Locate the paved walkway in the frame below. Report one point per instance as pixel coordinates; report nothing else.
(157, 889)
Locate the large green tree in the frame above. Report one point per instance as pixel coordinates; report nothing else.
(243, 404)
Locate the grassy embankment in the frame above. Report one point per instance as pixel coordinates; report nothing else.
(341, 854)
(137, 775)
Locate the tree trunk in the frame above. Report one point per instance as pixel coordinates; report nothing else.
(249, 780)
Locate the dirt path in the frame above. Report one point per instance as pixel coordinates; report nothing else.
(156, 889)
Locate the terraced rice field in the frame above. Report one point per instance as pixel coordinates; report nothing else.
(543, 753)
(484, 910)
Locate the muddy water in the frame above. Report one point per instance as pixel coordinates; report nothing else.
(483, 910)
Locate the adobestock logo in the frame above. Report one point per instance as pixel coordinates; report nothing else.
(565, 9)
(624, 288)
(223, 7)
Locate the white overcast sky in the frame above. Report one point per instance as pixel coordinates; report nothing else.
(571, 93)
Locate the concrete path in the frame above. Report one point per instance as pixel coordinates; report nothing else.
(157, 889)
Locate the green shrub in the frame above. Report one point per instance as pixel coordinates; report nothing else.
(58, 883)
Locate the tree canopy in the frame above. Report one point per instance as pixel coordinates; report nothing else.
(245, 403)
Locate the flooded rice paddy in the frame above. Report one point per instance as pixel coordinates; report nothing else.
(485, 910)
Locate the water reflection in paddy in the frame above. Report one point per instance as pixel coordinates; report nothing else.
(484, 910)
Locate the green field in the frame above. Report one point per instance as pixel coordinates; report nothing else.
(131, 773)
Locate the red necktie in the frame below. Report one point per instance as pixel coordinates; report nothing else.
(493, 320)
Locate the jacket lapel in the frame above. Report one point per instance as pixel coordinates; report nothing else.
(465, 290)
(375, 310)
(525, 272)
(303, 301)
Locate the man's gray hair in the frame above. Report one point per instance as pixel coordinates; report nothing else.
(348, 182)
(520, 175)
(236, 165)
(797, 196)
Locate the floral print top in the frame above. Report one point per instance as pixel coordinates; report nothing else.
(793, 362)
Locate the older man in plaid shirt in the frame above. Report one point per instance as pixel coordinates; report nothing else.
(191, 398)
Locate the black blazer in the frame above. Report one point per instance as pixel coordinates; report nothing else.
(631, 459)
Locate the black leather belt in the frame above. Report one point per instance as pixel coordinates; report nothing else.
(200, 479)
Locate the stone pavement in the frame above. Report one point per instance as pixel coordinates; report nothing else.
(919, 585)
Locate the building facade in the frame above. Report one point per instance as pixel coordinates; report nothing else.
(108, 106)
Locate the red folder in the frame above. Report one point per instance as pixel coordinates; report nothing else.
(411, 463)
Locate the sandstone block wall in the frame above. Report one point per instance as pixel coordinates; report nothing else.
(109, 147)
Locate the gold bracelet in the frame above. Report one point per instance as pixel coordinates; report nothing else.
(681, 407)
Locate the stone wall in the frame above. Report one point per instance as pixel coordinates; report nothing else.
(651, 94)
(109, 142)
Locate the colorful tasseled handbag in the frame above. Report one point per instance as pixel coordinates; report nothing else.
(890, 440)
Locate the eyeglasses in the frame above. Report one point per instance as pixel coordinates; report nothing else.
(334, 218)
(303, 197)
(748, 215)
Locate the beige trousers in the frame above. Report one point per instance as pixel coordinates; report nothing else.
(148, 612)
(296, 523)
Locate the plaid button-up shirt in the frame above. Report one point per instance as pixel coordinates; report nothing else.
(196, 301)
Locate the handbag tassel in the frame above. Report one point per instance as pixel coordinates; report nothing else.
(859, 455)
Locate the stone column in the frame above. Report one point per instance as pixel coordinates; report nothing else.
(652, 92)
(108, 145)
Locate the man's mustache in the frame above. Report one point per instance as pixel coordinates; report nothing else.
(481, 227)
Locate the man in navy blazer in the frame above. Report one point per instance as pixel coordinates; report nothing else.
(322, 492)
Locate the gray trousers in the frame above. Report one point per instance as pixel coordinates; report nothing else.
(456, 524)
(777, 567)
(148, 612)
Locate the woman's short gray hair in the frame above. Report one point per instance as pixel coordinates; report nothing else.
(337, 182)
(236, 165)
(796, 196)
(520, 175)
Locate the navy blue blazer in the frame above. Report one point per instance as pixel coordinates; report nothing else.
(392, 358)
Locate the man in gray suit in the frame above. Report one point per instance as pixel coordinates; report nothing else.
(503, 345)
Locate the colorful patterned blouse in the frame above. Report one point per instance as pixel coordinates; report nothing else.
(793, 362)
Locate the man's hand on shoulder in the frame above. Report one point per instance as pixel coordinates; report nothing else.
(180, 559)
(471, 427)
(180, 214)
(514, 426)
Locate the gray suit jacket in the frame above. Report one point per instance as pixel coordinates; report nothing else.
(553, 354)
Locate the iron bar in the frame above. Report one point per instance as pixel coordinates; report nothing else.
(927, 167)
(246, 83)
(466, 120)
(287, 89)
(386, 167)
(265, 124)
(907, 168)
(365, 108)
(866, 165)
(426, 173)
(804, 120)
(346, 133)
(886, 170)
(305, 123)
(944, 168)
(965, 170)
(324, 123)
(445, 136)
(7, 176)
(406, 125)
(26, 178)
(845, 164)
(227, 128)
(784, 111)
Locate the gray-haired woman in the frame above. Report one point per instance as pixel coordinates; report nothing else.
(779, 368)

Given problem
Copy out every row from the one containing "Locate the man's hand" through the last row, requests included, and shift each coordinate in the answers by adding 102 to it.

Output for this task
Locate the man's hand on shoulder in the frame above. Report one point per instance as pixel coordinates; report nothing else.
(282, 661)
(573, 529)
(282, 316)
(616, 528)
Locate the gray suit jacket in the frame above. Report one point per instance as pixel coordinates; report nothing else.
(655, 456)
Locate the iron bar in the frame above. Report one point per instance as pixel coordinates; report nothing else.
(1029, 269)
(348, 185)
(568, 222)
(389, 191)
(488, 269)
(367, 226)
(1009, 270)
(467, 210)
(968, 267)
(528, 275)
(906, 222)
(448, 235)
(988, 272)
(407, 225)
(1046, 270)
(1067, 272)
(426, 225)
(547, 238)
(109, 278)
(508, 227)
(128, 280)
(947, 266)
(329, 230)
(886, 213)
Locate the gray-haired woman in the frame above. Report one point per instance as pixel coordinates; report nothing else.
(881, 470)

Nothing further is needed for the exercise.